Point placement rows:
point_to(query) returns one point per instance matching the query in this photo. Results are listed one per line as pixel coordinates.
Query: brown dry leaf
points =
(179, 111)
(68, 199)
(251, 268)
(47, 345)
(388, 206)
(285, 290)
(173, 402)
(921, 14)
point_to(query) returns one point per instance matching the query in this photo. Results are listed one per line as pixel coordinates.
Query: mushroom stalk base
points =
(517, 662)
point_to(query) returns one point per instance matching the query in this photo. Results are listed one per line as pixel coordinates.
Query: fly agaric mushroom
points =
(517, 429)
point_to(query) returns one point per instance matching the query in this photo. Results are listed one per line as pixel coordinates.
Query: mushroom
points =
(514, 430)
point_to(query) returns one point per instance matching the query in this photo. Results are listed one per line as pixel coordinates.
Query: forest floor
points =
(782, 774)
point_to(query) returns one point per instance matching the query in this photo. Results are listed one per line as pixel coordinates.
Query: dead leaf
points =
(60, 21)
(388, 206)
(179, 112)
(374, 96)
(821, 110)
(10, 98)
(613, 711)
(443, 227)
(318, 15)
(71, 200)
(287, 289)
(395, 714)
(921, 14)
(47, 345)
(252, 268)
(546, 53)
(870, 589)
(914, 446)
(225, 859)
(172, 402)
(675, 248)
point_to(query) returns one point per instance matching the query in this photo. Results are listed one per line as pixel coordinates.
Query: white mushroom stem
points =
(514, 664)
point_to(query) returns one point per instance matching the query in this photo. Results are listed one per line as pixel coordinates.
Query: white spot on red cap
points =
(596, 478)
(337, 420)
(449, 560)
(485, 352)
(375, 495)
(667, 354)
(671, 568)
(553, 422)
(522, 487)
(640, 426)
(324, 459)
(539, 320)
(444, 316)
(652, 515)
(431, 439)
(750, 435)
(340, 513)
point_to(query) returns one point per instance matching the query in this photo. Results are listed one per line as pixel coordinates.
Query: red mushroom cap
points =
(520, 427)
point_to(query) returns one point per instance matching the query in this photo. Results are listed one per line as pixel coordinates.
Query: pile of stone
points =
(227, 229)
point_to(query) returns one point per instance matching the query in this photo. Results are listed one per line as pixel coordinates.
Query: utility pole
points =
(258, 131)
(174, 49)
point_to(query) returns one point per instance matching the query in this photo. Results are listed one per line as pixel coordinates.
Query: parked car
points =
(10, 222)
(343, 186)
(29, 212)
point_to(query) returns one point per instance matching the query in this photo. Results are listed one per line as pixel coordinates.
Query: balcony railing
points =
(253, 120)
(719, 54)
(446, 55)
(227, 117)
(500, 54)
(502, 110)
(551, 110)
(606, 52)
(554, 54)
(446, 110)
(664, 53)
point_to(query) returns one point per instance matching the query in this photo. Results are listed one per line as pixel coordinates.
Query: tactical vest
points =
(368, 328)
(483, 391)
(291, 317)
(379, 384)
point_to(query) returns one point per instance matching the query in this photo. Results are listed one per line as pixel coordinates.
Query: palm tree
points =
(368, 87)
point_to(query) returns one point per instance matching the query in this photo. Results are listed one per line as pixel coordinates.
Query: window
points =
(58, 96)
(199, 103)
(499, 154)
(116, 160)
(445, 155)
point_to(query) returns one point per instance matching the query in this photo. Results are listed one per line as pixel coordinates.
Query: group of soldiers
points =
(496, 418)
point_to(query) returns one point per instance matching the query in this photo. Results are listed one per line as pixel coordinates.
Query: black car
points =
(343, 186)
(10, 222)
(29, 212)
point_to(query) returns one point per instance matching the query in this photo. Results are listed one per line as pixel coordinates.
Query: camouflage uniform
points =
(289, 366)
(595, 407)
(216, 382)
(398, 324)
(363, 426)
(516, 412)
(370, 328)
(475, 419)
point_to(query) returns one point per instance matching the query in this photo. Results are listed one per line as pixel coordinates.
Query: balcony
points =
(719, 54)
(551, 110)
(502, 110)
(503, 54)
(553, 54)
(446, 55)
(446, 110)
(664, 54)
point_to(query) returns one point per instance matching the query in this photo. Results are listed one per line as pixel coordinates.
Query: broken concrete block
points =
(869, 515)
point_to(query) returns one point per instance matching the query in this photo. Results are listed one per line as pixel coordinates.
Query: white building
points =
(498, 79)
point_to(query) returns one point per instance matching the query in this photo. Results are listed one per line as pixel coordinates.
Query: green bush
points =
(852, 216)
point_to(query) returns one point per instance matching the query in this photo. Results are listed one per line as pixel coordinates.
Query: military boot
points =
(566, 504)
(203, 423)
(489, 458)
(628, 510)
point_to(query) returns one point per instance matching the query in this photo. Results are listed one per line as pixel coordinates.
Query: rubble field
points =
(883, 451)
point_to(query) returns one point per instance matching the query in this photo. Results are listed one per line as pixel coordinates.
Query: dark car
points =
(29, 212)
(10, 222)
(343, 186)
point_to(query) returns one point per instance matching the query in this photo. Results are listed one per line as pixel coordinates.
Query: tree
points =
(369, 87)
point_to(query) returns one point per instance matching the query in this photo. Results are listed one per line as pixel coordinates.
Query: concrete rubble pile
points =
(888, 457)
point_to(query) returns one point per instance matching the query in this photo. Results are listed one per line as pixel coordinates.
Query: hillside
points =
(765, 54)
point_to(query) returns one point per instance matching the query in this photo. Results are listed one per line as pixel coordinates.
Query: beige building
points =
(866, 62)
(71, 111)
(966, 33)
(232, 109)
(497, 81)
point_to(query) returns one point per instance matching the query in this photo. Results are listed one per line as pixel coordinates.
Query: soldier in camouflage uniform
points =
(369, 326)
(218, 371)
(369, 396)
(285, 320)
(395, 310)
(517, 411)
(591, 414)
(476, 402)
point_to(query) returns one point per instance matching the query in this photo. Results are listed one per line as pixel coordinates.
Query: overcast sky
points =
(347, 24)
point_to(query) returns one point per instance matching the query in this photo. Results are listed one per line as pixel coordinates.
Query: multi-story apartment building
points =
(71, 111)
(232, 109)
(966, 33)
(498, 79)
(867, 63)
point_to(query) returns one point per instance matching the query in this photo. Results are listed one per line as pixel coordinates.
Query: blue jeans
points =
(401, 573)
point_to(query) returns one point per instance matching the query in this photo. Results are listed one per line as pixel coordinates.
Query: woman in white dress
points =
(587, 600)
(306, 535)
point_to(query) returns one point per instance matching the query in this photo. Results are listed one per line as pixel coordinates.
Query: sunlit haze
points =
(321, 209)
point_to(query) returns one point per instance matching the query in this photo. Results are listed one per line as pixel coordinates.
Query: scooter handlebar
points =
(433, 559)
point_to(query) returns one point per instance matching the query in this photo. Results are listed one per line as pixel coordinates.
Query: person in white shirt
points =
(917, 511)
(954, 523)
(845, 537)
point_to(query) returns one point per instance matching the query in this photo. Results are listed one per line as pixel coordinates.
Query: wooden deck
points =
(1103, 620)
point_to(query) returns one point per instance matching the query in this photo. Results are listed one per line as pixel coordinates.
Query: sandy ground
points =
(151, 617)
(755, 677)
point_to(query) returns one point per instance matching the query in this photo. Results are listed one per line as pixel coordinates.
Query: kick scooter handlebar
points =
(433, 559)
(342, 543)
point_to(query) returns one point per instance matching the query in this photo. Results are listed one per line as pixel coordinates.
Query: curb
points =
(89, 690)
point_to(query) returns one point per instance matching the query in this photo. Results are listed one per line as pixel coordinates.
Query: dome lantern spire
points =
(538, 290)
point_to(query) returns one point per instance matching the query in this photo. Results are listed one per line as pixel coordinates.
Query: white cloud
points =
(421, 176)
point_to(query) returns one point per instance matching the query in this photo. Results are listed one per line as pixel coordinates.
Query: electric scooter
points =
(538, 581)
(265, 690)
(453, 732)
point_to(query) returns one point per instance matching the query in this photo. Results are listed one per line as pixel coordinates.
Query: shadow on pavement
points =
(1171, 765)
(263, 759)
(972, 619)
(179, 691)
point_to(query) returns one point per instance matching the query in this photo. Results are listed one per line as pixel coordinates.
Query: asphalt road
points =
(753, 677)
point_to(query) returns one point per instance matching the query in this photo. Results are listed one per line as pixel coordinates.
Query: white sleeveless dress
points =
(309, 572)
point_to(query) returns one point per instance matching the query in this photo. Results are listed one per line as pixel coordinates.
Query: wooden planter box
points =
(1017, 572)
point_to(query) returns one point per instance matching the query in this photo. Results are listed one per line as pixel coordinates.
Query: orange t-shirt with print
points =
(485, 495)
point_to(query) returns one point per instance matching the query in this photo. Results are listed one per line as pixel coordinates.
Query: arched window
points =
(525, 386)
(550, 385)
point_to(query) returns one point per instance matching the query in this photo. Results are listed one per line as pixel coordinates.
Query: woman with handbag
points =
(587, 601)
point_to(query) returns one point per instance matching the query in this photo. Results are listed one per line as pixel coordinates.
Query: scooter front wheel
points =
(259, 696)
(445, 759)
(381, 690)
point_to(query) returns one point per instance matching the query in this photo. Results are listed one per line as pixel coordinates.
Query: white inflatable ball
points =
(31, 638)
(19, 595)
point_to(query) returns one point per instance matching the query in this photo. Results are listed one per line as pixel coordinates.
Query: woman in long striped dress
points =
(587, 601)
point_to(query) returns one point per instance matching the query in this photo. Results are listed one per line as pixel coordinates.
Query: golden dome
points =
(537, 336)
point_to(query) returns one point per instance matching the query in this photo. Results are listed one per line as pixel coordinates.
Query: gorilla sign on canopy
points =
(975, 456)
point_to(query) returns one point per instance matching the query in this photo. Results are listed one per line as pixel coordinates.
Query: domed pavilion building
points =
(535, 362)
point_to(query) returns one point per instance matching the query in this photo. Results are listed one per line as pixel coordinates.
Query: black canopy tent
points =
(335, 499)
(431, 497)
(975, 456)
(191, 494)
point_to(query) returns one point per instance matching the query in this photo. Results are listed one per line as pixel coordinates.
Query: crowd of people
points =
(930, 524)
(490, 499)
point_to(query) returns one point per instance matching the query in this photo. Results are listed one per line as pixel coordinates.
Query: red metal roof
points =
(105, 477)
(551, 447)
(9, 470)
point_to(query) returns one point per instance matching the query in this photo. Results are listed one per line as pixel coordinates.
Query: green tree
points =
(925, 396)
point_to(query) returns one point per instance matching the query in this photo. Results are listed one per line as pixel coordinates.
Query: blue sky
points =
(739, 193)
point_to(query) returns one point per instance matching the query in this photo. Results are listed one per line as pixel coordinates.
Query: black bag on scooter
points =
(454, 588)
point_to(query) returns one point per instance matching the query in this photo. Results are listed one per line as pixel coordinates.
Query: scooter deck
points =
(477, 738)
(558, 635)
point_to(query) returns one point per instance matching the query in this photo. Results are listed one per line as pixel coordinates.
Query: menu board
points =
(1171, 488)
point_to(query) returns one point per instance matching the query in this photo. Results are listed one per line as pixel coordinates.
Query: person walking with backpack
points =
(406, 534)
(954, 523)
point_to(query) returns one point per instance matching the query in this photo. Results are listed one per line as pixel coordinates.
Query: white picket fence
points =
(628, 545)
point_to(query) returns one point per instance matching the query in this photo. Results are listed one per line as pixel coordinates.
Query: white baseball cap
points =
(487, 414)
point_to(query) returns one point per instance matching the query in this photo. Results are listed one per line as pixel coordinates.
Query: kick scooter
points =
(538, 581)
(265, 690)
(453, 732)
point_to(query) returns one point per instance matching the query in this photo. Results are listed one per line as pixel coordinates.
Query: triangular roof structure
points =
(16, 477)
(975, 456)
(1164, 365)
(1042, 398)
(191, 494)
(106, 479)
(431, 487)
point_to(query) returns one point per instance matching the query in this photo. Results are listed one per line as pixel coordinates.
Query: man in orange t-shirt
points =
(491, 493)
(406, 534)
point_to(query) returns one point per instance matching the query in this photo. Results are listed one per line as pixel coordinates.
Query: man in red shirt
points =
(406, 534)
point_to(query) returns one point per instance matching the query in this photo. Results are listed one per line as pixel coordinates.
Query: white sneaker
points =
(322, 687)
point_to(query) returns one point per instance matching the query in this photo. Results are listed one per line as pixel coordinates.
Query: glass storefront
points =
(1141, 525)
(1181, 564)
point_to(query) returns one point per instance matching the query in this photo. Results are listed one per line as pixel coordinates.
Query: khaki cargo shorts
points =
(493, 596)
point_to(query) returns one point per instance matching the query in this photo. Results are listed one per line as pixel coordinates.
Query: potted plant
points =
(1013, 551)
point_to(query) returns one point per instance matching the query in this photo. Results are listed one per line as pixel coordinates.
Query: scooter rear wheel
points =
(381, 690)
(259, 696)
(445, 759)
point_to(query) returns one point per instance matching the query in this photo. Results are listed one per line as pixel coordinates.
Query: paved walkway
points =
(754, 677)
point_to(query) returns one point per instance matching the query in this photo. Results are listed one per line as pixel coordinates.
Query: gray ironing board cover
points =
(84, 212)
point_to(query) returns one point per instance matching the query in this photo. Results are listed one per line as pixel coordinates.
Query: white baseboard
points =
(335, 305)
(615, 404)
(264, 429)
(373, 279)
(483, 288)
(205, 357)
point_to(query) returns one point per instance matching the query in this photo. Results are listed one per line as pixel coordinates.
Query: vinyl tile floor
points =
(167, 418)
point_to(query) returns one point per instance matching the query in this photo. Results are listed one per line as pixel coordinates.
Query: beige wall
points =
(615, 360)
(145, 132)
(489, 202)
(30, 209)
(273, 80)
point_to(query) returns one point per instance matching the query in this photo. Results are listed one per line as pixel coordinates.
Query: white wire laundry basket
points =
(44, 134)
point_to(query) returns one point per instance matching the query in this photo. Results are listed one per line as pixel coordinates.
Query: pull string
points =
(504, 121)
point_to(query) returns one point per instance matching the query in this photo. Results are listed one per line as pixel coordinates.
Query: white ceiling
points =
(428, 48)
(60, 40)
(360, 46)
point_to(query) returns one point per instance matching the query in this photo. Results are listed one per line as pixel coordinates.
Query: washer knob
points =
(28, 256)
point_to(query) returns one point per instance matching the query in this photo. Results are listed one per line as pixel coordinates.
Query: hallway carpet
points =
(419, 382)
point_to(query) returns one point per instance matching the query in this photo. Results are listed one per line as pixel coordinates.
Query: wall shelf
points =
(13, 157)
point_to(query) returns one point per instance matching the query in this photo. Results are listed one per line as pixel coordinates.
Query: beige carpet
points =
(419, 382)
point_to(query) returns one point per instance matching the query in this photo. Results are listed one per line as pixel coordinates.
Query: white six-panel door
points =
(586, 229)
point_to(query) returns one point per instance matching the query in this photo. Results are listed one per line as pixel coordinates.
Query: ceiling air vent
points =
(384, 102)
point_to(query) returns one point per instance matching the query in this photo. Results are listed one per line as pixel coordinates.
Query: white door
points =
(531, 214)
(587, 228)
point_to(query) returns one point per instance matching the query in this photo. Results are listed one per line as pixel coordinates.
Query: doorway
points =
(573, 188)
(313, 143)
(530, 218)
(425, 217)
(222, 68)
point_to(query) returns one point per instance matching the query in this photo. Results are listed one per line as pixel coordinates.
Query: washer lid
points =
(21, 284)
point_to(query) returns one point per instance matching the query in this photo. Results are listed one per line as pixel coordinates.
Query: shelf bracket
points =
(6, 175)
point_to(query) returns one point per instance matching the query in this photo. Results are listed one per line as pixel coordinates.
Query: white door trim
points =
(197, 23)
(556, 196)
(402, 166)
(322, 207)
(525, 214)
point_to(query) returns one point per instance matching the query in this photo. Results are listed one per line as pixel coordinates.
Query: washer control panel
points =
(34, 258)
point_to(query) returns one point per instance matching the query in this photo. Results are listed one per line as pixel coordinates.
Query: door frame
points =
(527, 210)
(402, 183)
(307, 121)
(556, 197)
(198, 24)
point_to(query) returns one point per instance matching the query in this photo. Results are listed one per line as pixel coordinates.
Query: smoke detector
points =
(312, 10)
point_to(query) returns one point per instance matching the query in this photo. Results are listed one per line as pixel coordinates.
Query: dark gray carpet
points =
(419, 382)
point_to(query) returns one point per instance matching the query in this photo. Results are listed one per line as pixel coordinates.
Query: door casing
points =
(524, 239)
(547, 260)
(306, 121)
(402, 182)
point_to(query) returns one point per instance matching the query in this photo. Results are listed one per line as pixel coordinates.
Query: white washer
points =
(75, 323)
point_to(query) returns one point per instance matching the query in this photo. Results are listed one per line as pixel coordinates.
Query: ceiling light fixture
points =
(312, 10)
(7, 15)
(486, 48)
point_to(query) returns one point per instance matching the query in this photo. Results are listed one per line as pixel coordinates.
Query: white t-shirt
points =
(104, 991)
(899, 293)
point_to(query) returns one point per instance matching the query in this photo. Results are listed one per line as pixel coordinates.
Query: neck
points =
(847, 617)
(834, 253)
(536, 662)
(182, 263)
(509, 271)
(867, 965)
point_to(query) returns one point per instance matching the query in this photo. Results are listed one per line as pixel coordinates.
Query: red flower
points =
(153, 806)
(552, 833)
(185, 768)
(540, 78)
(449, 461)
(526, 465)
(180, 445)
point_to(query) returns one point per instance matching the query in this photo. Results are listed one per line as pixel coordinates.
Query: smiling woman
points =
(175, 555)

**Task to complete**
Find every line in the rows above that contains the word "dark", and copy each of those lines.

**Exercise response**
Query: dark car
Query: dark gray carpet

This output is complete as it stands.